++++ Material provided ++++

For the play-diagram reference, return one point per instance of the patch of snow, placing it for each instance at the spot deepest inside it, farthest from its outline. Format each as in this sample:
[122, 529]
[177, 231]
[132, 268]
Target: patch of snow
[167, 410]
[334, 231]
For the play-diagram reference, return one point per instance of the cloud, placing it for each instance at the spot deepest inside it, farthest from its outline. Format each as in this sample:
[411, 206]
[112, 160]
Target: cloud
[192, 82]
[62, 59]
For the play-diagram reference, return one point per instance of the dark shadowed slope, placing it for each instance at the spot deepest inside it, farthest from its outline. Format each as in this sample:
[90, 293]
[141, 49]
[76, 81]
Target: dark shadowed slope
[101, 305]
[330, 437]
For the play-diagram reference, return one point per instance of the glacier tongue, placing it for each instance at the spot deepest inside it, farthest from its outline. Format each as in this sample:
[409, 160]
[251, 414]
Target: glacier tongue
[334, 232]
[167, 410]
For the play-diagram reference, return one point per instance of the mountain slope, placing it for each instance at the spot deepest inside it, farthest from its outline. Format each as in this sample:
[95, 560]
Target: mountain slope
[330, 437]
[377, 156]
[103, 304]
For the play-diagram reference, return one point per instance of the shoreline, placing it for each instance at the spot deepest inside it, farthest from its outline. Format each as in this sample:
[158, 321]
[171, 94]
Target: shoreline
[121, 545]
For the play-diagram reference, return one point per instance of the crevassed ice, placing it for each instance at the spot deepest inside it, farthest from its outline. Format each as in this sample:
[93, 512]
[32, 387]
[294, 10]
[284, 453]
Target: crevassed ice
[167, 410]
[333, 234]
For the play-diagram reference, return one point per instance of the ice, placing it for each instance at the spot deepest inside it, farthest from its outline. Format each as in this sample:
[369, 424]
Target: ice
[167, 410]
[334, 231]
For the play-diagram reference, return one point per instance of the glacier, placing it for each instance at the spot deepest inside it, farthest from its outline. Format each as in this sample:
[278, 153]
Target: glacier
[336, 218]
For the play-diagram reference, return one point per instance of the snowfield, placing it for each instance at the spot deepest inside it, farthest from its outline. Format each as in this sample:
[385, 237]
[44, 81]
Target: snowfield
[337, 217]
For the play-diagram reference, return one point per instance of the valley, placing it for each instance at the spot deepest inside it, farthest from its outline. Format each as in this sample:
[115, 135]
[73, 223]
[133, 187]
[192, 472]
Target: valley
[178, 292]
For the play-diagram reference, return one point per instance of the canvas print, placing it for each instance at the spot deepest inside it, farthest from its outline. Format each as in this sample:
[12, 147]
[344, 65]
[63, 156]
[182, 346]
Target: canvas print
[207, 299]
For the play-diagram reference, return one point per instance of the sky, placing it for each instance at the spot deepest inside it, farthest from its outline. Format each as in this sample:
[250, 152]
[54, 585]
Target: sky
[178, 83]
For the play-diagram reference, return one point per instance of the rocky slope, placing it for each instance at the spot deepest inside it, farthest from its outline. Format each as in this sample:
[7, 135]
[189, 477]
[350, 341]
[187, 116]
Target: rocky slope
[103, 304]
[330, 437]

++++

*What you are asked to do:* Write out once more the lines above beginning at the line with "of the canvas"; continue through the final line and stop there.

*Answer for this exercise:*
For the play-diagram reference, return one point per instance of the canvas print, placing it for each instance at the spot deepest inside it, farthest from its outline. Format each as in this sample:
[12, 147]
[344, 65]
[63, 156]
[182, 346]
Target: canvas print
[207, 299]
For the play-diagram reference, return one point per instance of the sky, placing it for each instance at the spot deepest inside it, farthest from its outline. Format each as in this sample:
[250, 152]
[54, 585]
Target: sky
[178, 83]
For the play-diagram reference, return one point per instance of the rocky slope, placing it for each instance at the spot deepest inside it, farthest from its outline. Format each as in this sample:
[7, 135]
[189, 477]
[350, 341]
[187, 116]
Target: rocky slope
[103, 304]
[330, 437]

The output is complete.